● Problem description: Your copy must hold every line of the records word for word. It must hold no pictures.

===

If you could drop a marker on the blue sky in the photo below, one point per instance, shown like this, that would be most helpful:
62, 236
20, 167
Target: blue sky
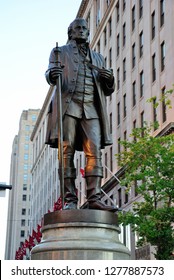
29, 30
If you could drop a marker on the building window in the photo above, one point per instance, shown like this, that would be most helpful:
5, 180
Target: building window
33, 118
153, 24
135, 187
25, 156
25, 177
141, 83
27, 137
134, 94
142, 119
119, 150
125, 138
118, 78
98, 12
110, 27
110, 122
164, 115
118, 44
124, 69
117, 12
140, 8
118, 113
23, 211
24, 187
111, 161
163, 54
98, 46
162, 11
124, 5
134, 127
25, 166
153, 68
105, 36
27, 127
22, 233
124, 34
110, 57
124, 106
133, 18
154, 111
126, 197
141, 43
119, 198
108, 2
23, 223
133, 56
106, 171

===

● Result of the exercise:
If you could drop a marker on the blue sky in the photo below, one point per instance, shown like this, that would be most helpful:
62, 236
20, 167
Target: blue sky
29, 30
If you could drop a marker on the building window in the photo above, one point per instance, shown like this, that would be most helpful:
5, 180
Target: building window
33, 118
153, 24
135, 187
25, 156
25, 177
141, 83
27, 137
134, 94
142, 119
119, 150
125, 138
118, 78
98, 12
110, 27
110, 122
164, 115
118, 44
124, 69
117, 12
140, 8
118, 113
23, 211
24, 187
111, 161
163, 54
98, 46
162, 11
124, 5
134, 127
25, 166
153, 68
105, 36
27, 127
22, 233
124, 34
110, 57
124, 106
133, 18
154, 111
126, 197
141, 43
119, 198
108, 2
23, 223
133, 56
106, 171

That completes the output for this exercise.